WORK REQUIRED: Transcribe every record exactly as it appears.

DATA FOR THIS TASK:
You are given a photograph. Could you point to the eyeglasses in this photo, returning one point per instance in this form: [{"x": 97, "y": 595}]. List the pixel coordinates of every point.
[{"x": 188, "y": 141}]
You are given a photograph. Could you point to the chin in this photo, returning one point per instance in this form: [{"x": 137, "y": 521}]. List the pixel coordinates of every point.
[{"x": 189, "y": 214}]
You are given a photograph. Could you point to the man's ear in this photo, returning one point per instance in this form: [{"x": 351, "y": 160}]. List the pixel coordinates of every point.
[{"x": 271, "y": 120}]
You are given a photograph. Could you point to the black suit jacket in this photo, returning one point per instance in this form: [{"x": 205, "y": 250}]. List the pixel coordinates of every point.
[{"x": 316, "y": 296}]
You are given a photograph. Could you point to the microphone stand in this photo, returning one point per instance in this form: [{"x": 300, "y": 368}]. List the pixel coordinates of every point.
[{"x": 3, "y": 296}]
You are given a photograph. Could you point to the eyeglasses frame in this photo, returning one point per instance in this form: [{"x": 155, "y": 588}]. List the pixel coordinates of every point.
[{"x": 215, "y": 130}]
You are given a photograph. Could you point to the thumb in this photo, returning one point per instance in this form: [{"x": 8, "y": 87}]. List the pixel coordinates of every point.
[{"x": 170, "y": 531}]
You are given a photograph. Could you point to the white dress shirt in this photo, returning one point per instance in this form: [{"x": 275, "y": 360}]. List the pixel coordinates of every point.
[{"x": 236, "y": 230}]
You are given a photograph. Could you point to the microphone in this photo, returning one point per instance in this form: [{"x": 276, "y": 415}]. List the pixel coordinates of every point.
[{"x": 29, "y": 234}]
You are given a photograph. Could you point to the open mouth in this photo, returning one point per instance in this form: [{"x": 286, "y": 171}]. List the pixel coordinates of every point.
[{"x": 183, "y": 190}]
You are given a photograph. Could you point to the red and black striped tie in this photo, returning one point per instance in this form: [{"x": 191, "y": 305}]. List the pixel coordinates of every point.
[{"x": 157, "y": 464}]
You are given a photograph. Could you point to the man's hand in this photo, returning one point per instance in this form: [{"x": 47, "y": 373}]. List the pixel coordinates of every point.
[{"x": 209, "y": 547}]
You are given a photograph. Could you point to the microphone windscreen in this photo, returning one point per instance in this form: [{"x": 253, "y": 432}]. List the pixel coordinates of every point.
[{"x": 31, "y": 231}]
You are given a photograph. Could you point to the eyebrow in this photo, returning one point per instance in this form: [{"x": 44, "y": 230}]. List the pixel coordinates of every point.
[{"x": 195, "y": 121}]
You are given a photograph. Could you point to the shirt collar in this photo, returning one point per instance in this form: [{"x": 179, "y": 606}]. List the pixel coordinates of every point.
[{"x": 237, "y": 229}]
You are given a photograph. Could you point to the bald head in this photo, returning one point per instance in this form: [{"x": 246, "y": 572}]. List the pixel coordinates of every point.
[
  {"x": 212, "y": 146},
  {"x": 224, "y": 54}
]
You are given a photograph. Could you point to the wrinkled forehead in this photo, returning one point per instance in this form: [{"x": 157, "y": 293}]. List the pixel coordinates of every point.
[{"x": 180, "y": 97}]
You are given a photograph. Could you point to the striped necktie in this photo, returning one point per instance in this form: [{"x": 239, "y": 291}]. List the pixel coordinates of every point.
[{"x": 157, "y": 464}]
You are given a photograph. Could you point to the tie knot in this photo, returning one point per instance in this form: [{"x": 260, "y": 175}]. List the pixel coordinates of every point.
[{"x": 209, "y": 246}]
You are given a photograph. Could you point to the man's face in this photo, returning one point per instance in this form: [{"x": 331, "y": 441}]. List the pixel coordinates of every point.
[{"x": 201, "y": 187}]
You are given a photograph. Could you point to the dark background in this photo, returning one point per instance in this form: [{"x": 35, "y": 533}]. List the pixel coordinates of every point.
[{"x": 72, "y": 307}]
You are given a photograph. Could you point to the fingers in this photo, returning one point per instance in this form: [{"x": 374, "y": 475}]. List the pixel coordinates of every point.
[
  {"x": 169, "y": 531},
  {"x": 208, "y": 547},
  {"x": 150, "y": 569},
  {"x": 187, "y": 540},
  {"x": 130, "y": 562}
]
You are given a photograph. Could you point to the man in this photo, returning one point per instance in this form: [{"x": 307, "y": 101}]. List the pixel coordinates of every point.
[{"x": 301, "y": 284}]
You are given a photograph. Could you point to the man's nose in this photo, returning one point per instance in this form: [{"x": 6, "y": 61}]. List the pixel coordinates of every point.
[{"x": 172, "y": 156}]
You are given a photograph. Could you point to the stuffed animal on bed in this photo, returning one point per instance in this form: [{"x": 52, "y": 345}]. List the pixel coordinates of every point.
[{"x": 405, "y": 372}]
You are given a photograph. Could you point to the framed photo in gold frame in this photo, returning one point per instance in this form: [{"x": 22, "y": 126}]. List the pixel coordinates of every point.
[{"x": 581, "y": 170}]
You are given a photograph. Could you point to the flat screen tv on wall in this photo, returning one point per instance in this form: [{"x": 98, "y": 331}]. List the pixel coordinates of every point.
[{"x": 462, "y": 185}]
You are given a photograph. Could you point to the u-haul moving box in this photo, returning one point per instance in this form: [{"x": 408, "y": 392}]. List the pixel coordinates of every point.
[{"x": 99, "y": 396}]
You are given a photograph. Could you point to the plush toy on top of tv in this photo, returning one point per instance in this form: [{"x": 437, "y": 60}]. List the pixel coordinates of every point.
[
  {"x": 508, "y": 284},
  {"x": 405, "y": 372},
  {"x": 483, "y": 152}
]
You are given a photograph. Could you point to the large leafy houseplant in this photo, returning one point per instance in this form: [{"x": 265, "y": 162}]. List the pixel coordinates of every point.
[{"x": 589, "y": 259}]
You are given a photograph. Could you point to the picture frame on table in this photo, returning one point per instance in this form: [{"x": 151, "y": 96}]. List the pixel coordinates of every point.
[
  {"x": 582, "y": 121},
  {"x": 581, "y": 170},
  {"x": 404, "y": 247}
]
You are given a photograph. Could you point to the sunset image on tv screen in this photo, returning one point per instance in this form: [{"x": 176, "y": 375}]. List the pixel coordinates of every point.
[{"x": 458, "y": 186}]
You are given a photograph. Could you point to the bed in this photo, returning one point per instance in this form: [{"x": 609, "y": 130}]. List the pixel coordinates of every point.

OUTPUT FOR THIS EXERCISE:
You are given a photograph. Could you point to the eyeglasses in this photo, returning one point per instance in this form: [{"x": 97, "y": 595}]. List the pixel coordinates of every point.
[{"x": 188, "y": 141}]
You are given a photograph. Could you point to the chin in this photo, returning one point per instance in this form: [{"x": 137, "y": 521}]. List the pixel coordinates of every point.
[{"x": 189, "y": 214}]
You are given a photograph. Could you point to the man's ear in this photo, returning one point per instance in this form: [{"x": 351, "y": 160}]. List the pixel coordinates of every point.
[{"x": 271, "y": 120}]
You are given a photograph. Could you point to the black suit jacket in this photo, returning one point per instance in this form: [{"x": 205, "y": 250}]. List the pixel coordinates of every point.
[{"x": 316, "y": 296}]
You are given a photograph. Could you point to the microphone stand in this photo, returning one point per instance in this form: [{"x": 300, "y": 368}]. List the pixel coordinates of every point.
[{"x": 3, "y": 296}]
You are given a photograph. Could you point to the eyeglasses frame in this photo, returning one point per instance in this form: [{"x": 155, "y": 588}]. List the pixel coordinates of every point.
[{"x": 215, "y": 130}]
You are given a photograph. Could you point to the thumb in this photo, returning one point per instance in this form: [{"x": 8, "y": 87}]. List the pixel coordinates of every point.
[{"x": 170, "y": 531}]
You are given a photograph. Could you point to the white dress shirt in this photo, returning one point per instance in this form: [{"x": 275, "y": 360}]. List the pixel coordinates of every point.
[{"x": 236, "y": 230}]
You are given a photograph. Could you point to the microphone in this photo, returning one point per instance in this form: [{"x": 276, "y": 415}]. List the pixel coordinates of every point.
[{"x": 29, "y": 234}]
You are given a photograph. Could you point to the open mouth in this photo, returning one point per instance in this form: [{"x": 286, "y": 171}]. List the pixel coordinates of every point.
[{"x": 183, "y": 190}]
You are given a photograph. Could you point to the red and black striped tie in this photo, returning one point per instance in this form: [{"x": 191, "y": 305}]. List the pixel coordinates of every point.
[{"x": 157, "y": 464}]
You are given a photograph. Could you point to the man's hand in this photo, returning one point per instance in this form: [{"x": 47, "y": 373}]. List the pixel coordinates of every point.
[{"x": 209, "y": 547}]
You are given a photograph. Could you point to the microphone windscreen in this photo, returning one point per instance in this form: [{"x": 253, "y": 432}]. List the pixel coordinates of every point.
[{"x": 31, "y": 231}]
You are given a photograph. Could you point to the eyebrow in this photo, returning one point per instance in this form: [{"x": 44, "y": 230}]. List the pixel coordinates of every point.
[{"x": 195, "y": 121}]
You are given a photograph. Could you point to the shirt collar in this photo, returning one point per instance in this form: [{"x": 179, "y": 606}]. List the pixel coordinates of every point.
[{"x": 237, "y": 229}]
You are given a photograph. Could you point to the bald head in this photo, returning one point per instance in this form: [{"x": 246, "y": 572}]. List the pixel coordinates of every point.
[
  {"x": 212, "y": 146},
  {"x": 224, "y": 54}
]
You are given a photograph. Could you point to the wrinkled forehead in this photo, returning one point per instance in this form: [{"x": 157, "y": 293}]. List the pixel coordinates of every point.
[{"x": 180, "y": 97}]
You are given a photograph. Could you point to the striped necktie in this photo, returning one point per instance in this form: [{"x": 239, "y": 291}]. List the pixel coordinates of every point.
[{"x": 157, "y": 464}]
You are given a photograph. Could you point to the tie knot in this photo, returning one point per instance in this form: [{"x": 260, "y": 175}]. List the pixel coordinates of every point.
[{"x": 209, "y": 246}]
You are given a photograph. Could you point to the man's face in this photo, returning one point per instance in this form: [{"x": 331, "y": 441}]. List the pixel coordinates of every point.
[{"x": 201, "y": 187}]
You are given a photograph. Could you point to the dark background in this photo, returning one point per instance in this form: [{"x": 35, "y": 533}]. List the pixel coordinates of every point.
[{"x": 72, "y": 307}]
You are given a photograph. Could you point to the fingers in this photo, returning one point per instance in this form: [{"x": 374, "y": 475}]. List the pixel coordinates of every point.
[
  {"x": 169, "y": 531},
  {"x": 208, "y": 547},
  {"x": 150, "y": 569},
  {"x": 187, "y": 540},
  {"x": 130, "y": 562}
]
You are given a photograph. Could you point to the man in this photo, returning one point per instance in this form: [{"x": 307, "y": 101}]. List the pixel coordinates of every point.
[{"x": 301, "y": 284}]
You are given a photograph. Could you point to the man's nose in this photo, returning one point per instance in this form: [{"x": 6, "y": 61}]. List the pixel coordinates of every point.
[{"x": 172, "y": 156}]
You are given a photograph. Could you point to the stuffed animal on bed in this photo, returning one point per instance in this form: [{"x": 52, "y": 345}]. List the pixel coordinates of every point.
[{"x": 405, "y": 372}]
You are given a photograph. Could you point to the framed photo in gold frame in this photo, returning one point per instance in this form: [{"x": 22, "y": 126}]. List the pixel coordinates of every point.
[{"x": 581, "y": 170}]
You are given a photograph. Could you point to the flat screen tv on wall in this photo, returning one point per instance in this form: [{"x": 98, "y": 331}]. List the pixel coordinates of every point.
[{"x": 462, "y": 185}]
You are given a photograph. Could you point to the u-haul moving box in this photo, returning one point per instance in this form: [{"x": 408, "y": 392}]. List the pixel coordinates of every point.
[{"x": 99, "y": 396}]
You are given a photograph. Could you point to the plush toy on top of tv in this photo, returning one point per instance in this form: [{"x": 437, "y": 60}]. List the pixel coordinates of every point.
[
  {"x": 508, "y": 284},
  {"x": 405, "y": 372},
  {"x": 483, "y": 152}
]
You are given a photograph. Could you point to the large leafy houseplant in this photo, returning one point per instance in this form: [{"x": 265, "y": 162}]. List the pixel coordinates of every point.
[{"x": 589, "y": 259}]
You are given a photograph. Could you point to the picture frame on table in this photo, returning one point per instance in this form: [{"x": 151, "y": 96}]. List the pixel coordinates of every point.
[
  {"x": 582, "y": 121},
  {"x": 581, "y": 170},
  {"x": 404, "y": 247}
]
You are given a photograph. Could you point to the sunset image on tv screen in this photo, returning one point per instance in this form: [{"x": 176, "y": 375}]. List the pixel coordinates of every point.
[{"x": 458, "y": 186}]
You are given a photograph. Could you point to the bed in this photo, returning one point per instance in this form: [{"x": 609, "y": 130}]. List the pixel coordinates of every point.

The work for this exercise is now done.